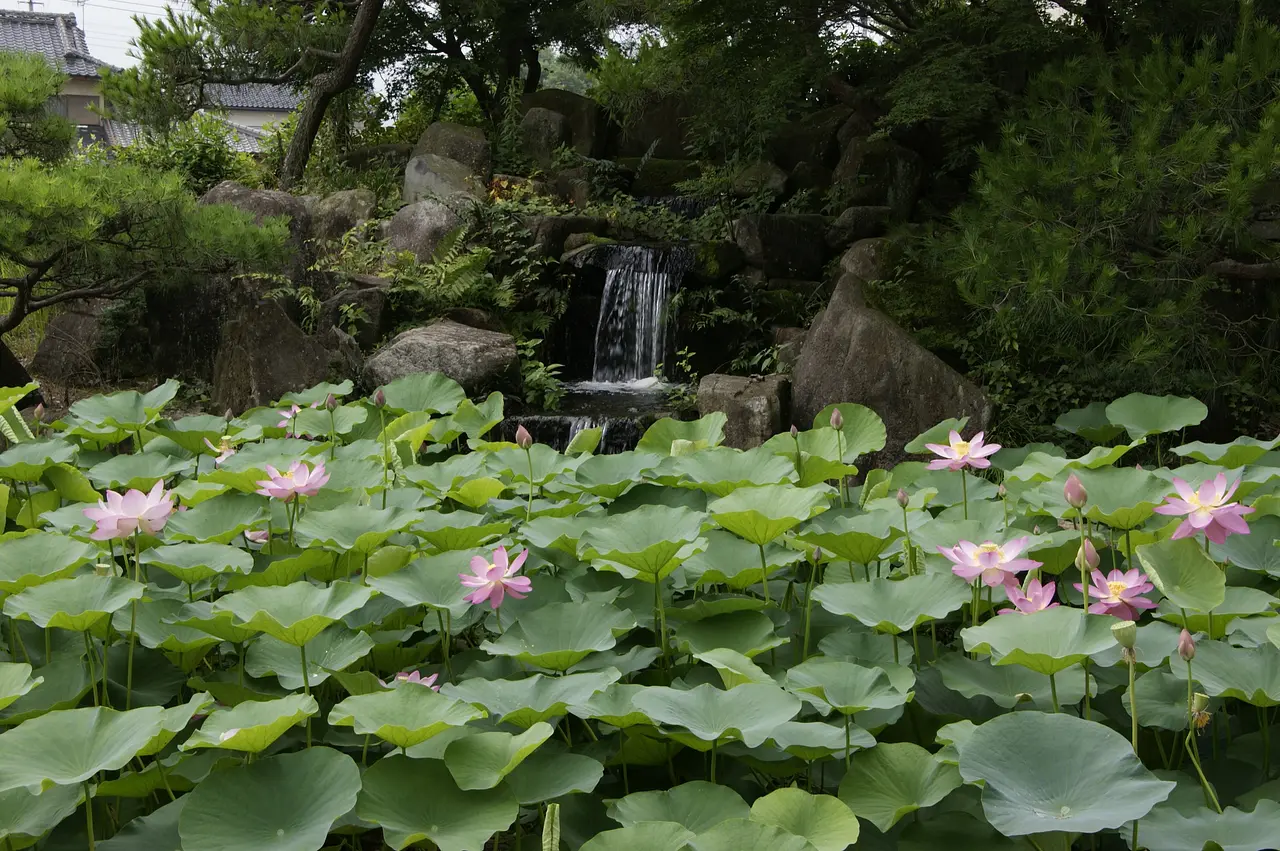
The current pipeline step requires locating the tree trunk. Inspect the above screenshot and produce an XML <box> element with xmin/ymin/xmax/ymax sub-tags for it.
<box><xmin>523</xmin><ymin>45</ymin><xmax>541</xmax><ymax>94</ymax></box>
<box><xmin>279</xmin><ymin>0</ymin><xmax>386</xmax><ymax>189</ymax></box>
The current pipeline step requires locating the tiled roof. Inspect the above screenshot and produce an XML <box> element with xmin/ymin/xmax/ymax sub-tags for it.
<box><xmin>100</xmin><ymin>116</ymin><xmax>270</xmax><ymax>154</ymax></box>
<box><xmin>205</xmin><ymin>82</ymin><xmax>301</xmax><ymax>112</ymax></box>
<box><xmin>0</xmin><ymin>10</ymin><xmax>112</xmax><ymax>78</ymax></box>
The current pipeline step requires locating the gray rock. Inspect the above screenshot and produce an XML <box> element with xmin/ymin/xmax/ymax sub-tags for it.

=-=-=

• **Task objective**:
The expected result is an exact transcription of the lines from the one containing "The current pipeline step requires locating the tiled" through the end of the records above; please include both ends.

• **Written response**:
The current pipeline step requires locating the tiled roof. Inspect the above screenshot and produce an XML <box> element with xmin/ymin/xmax/ymax sub-tags for it.
<box><xmin>100</xmin><ymin>116</ymin><xmax>270</xmax><ymax>154</ymax></box>
<box><xmin>205</xmin><ymin>82</ymin><xmax>301</xmax><ymax>112</ymax></box>
<box><xmin>0</xmin><ymin>10</ymin><xmax>112</xmax><ymax>78</ymax></box>
The current pipeline step requires locating the gray rock. Inspect the above screenshot and produce an XML <box> element with xmin/ymin/xmax/ymax sub-tags for it.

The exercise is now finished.